**Exercise aim:** Pull out every line of the material below that contains the string "Give", and treat uppercase and lowercase as different.

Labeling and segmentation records
━━━━━━━━━━━━━━━━
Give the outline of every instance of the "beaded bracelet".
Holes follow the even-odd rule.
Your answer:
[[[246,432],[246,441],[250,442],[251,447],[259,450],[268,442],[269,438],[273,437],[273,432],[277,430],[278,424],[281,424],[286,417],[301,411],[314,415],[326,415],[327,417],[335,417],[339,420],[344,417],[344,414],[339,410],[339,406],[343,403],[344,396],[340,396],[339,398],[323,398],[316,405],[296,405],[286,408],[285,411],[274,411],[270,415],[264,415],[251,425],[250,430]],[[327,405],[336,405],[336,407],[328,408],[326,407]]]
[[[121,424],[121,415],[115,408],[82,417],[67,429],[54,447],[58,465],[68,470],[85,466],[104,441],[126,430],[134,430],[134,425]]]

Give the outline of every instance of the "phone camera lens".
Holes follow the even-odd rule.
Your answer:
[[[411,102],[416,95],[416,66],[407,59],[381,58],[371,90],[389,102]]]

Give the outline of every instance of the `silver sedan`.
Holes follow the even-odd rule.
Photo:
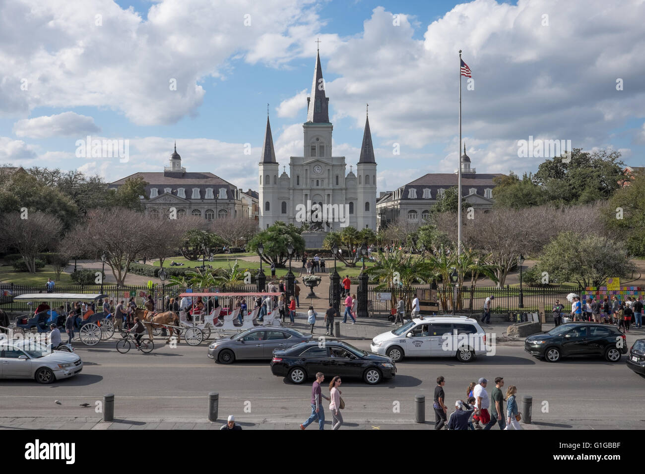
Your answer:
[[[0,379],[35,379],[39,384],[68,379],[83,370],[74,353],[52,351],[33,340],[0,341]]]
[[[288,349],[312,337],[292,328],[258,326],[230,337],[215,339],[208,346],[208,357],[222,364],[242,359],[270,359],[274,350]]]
━━━━━━━━━━━━━━━━
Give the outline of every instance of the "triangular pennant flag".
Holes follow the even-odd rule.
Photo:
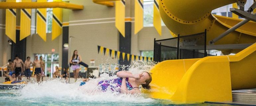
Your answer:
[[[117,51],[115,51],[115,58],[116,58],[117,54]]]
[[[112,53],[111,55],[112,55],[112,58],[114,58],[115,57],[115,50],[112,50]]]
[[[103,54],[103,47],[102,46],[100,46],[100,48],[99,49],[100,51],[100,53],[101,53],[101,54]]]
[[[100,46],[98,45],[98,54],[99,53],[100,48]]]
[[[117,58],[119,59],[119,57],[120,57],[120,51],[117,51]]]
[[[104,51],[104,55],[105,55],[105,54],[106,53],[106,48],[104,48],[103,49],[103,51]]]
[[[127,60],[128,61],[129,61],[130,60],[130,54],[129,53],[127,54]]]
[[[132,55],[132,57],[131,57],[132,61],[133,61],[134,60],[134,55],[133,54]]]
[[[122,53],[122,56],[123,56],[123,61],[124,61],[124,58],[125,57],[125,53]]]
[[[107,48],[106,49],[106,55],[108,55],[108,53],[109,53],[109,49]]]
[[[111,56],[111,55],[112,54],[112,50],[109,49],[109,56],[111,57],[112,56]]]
━━━━━━━━━━━━━━━━
**Output of the exercise:**
Give the outline of every instance of the "beaded bracelet".
Give the outline of every instance of the "phone camera lens".
Give the outline of every instance of the `silver sedan`.
Give the outline of every instance of the "triangular pennant flag".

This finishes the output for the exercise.